* _What to produce_: Copy the listing below word for word, keeping every line and its order unchanged.

* _Input_:
################
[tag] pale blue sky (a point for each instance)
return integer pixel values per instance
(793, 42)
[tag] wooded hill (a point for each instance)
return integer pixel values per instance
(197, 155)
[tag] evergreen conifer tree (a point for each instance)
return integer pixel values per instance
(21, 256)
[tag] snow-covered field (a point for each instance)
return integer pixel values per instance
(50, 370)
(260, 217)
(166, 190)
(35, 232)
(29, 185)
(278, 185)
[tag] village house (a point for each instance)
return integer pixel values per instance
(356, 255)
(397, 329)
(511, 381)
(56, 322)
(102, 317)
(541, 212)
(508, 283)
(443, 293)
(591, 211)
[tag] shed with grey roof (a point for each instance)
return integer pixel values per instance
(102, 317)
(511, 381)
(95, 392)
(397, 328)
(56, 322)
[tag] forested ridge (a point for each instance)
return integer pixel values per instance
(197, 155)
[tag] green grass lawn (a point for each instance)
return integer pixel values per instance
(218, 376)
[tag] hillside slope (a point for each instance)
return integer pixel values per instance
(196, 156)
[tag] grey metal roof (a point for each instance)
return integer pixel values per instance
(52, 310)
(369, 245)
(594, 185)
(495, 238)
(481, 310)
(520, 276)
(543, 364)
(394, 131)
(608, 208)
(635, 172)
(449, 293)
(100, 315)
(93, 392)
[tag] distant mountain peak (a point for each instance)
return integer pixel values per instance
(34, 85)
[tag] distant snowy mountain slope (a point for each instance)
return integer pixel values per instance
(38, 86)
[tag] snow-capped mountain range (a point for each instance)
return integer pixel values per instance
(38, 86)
################
* _Problem solution_:
[tag] pale blue sky (a point for each instance)
return integer pixel values per instance
(793, 42)
[tag] wooded hill (a point for each instance)
return integer pixel values per instance
(197, 155)
[tag] evergreen conifer tree (a point for each instance)
return integer pixel values per instance
(21, 256)
[tag] snow-covered field (a point for each instance)
return integer pixel values per instance
(50, 370)
(260, 217)
(166, 190)
(35, 232)
(29, 185)
(278, 185)
[tag] village house (a point for each instance)
return integer pixel values per instance
(356, 255)
(397, 329)
(511, 381)
(56, 322)
(102, 317)
(541, 212)
(508, 283)
(443, 293)
(591, 211)
[tag] shed with grey roof (a point for each instance)
return integer pixel values per instance
(102, 317)
(511, 381)
(95, 392)
(397, 328)
(56, 322)
[tag] forested ridge (a point for each instance)
return integer pixel values per instance
(197, 155)
[tag] green grass lawn (a point for each instance)
return integer pixel values per instance
(218, 376)
[tag] hillside slope (a point for each instance)
return integer pixel values per instance
(196, 156)
[tag] grey metal roof (a point for each instance)
return integer pixel values per instance
(52, 310)
(369, 245)
(594, 185)
(495, 238)
(481, 310)
(520, 276)
(543, 364)
(394, 131)
(608, 208)
(635, 172)
(449, 293)
(100, 315)
(93, 392)
[tag] distant mountain peak (a point for each instance)
return integer pixel values per instance
(34, 85)
[tag] distant snowy mountain slope (a point for each instance)
return integer pixel values per instance
(38, 86)
[tag] snow-capped mountain range (a point for each instance)
return integer pixel values per instance
(38, 86)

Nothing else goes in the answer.